Do this:
Collect each line in the records below that contains the word "dark", and copy those lines without changes.

_ _ _ _ _

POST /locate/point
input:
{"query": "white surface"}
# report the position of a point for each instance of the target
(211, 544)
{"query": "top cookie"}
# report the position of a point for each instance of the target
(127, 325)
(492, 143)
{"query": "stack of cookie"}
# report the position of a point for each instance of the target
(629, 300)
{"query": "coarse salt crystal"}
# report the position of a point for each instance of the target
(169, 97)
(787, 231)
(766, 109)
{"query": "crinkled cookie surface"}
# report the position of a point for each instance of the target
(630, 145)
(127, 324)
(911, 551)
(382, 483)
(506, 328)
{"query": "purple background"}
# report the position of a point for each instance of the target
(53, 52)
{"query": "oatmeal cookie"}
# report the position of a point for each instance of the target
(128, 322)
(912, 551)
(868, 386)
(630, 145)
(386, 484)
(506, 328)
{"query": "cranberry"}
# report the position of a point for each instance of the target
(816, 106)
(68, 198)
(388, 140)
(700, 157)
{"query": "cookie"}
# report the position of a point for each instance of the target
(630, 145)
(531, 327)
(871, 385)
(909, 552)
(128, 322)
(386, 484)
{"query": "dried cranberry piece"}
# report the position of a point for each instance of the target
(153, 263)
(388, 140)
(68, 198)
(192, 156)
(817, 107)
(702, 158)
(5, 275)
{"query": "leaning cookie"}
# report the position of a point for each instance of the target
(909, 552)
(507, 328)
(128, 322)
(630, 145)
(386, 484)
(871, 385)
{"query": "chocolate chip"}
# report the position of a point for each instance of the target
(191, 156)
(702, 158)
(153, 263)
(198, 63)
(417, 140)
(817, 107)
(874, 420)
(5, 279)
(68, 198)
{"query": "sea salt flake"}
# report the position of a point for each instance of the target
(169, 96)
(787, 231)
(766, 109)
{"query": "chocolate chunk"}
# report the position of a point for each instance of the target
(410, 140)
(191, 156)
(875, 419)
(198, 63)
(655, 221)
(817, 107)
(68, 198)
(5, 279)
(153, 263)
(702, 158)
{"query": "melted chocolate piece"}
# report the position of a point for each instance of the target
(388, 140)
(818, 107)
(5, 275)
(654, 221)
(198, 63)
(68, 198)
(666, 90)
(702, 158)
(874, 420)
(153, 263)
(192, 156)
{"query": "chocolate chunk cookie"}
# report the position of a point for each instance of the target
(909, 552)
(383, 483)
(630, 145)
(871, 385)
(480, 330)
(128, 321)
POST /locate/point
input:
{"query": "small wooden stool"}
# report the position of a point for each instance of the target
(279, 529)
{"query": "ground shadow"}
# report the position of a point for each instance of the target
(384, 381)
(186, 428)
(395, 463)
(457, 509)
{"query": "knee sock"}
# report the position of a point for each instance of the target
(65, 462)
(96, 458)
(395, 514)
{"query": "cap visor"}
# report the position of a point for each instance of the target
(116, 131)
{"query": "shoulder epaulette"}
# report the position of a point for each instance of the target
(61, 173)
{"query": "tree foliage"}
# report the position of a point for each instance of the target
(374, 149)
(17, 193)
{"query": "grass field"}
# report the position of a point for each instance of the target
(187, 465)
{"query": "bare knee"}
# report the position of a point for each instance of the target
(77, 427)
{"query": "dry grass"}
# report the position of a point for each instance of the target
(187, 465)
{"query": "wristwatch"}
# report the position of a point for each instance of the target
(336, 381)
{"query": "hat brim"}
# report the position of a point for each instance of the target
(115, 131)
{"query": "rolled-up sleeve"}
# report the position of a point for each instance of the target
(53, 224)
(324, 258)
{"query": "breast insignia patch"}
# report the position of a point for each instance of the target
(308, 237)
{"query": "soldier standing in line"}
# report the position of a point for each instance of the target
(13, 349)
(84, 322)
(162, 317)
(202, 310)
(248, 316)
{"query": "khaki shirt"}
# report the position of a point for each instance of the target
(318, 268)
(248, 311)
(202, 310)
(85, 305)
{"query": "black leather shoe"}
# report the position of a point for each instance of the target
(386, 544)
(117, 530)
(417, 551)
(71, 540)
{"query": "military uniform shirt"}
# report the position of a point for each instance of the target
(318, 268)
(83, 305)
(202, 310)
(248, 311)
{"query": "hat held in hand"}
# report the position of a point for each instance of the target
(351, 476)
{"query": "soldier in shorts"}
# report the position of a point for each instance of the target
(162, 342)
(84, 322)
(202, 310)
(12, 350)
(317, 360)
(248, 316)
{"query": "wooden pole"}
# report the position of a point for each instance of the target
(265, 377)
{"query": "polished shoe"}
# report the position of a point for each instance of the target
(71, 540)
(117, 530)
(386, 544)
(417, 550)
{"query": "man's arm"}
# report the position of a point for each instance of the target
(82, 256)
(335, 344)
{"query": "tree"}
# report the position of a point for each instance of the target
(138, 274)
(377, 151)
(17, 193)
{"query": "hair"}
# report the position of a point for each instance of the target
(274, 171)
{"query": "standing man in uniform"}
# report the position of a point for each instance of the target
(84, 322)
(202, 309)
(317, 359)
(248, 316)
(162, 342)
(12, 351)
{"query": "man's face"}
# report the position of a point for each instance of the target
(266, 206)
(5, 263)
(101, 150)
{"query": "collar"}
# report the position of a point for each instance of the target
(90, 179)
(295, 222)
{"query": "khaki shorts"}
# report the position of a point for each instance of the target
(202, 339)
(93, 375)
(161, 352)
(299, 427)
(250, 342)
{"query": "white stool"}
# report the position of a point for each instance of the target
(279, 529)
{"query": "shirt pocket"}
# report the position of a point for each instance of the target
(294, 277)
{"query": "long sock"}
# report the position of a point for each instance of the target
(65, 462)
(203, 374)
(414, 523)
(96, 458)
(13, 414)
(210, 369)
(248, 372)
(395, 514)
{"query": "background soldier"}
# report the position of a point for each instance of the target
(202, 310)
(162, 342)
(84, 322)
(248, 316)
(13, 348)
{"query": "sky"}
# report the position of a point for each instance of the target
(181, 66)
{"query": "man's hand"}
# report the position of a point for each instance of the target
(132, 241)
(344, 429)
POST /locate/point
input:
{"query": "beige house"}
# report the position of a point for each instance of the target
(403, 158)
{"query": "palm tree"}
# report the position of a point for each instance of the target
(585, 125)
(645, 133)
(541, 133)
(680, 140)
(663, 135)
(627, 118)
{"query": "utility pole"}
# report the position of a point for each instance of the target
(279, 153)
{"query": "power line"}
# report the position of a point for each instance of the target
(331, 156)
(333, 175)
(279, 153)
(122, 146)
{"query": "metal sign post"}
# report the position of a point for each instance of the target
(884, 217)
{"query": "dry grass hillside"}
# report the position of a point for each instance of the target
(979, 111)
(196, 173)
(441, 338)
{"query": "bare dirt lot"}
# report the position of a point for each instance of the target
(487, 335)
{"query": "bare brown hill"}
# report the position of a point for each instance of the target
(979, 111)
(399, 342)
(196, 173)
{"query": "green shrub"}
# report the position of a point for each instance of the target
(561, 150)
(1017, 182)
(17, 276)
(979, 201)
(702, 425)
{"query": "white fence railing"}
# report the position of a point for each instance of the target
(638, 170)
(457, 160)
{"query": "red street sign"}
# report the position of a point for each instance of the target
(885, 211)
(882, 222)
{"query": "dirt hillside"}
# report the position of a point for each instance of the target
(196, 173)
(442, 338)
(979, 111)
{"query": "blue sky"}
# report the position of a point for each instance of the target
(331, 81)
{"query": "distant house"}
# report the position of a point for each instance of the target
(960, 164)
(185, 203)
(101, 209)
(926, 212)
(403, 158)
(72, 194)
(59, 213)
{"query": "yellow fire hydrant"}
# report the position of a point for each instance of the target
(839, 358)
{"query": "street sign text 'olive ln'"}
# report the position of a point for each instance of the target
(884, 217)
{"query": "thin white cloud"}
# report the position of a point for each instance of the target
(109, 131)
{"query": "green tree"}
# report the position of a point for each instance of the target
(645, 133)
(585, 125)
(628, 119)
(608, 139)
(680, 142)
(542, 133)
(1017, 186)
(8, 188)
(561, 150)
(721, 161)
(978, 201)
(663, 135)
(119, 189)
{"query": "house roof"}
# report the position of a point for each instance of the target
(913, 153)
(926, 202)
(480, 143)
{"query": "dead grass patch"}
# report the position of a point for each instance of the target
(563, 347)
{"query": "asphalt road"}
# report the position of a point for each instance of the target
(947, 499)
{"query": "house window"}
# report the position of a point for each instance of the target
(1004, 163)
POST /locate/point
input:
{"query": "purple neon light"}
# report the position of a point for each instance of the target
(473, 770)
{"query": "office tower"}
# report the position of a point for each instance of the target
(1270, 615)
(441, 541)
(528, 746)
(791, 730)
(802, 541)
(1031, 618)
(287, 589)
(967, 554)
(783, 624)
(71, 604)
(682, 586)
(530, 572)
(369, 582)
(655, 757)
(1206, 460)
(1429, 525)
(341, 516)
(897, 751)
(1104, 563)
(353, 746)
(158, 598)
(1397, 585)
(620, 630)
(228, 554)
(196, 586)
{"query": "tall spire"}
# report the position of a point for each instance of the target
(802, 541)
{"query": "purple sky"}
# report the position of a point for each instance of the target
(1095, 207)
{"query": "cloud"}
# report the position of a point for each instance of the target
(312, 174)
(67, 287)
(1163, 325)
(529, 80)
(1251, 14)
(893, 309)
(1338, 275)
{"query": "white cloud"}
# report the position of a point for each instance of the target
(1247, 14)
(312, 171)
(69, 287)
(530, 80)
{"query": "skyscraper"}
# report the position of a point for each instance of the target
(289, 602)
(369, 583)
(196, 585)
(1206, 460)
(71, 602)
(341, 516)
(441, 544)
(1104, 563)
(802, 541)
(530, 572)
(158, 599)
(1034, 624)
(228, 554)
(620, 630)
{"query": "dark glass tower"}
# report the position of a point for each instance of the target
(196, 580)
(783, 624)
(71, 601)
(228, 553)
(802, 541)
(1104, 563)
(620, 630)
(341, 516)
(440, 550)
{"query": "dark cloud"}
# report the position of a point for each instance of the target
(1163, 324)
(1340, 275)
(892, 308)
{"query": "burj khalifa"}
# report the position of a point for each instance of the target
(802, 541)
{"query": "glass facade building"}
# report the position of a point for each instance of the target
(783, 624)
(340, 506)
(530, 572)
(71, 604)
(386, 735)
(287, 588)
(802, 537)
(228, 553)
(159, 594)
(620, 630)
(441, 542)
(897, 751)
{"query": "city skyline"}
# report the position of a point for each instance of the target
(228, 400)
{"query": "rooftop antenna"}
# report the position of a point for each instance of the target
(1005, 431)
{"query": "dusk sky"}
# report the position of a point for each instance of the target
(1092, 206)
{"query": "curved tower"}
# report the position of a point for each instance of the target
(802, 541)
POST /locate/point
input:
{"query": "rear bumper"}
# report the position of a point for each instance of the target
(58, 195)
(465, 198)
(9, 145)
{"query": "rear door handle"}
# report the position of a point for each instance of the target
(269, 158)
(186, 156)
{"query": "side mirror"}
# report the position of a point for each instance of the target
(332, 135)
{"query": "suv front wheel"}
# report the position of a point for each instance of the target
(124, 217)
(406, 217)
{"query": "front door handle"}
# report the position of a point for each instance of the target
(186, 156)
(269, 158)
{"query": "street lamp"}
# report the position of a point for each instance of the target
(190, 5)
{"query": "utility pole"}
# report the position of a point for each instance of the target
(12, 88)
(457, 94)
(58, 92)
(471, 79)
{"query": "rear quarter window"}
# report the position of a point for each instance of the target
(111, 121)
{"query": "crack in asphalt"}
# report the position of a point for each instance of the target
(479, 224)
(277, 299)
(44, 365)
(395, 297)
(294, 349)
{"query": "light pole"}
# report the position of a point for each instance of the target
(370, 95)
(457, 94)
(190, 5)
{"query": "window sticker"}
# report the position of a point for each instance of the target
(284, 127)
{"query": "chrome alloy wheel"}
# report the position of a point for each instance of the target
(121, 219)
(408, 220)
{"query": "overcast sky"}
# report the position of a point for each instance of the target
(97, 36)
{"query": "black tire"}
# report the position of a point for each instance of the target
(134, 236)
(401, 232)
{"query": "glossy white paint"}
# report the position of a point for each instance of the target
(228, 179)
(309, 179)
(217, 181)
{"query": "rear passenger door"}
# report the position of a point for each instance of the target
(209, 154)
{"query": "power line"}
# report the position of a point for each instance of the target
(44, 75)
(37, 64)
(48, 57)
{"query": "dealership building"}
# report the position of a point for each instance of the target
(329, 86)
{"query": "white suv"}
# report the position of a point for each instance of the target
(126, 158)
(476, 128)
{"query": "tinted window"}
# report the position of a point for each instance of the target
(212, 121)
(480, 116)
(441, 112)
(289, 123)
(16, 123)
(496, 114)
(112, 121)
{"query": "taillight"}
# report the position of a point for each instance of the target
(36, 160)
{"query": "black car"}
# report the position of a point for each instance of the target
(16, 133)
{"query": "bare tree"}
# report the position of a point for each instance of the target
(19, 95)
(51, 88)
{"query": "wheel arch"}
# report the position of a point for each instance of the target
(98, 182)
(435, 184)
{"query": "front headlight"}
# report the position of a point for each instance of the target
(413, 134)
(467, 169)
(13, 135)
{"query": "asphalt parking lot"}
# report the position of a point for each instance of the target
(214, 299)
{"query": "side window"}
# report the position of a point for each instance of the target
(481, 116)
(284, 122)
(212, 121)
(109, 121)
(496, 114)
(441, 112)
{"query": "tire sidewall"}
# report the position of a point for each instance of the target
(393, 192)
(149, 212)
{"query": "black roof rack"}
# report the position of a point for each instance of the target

_ _ _ _ _

Solution:
{"query": "dark glass tower"}
{"query": "dark cloud"}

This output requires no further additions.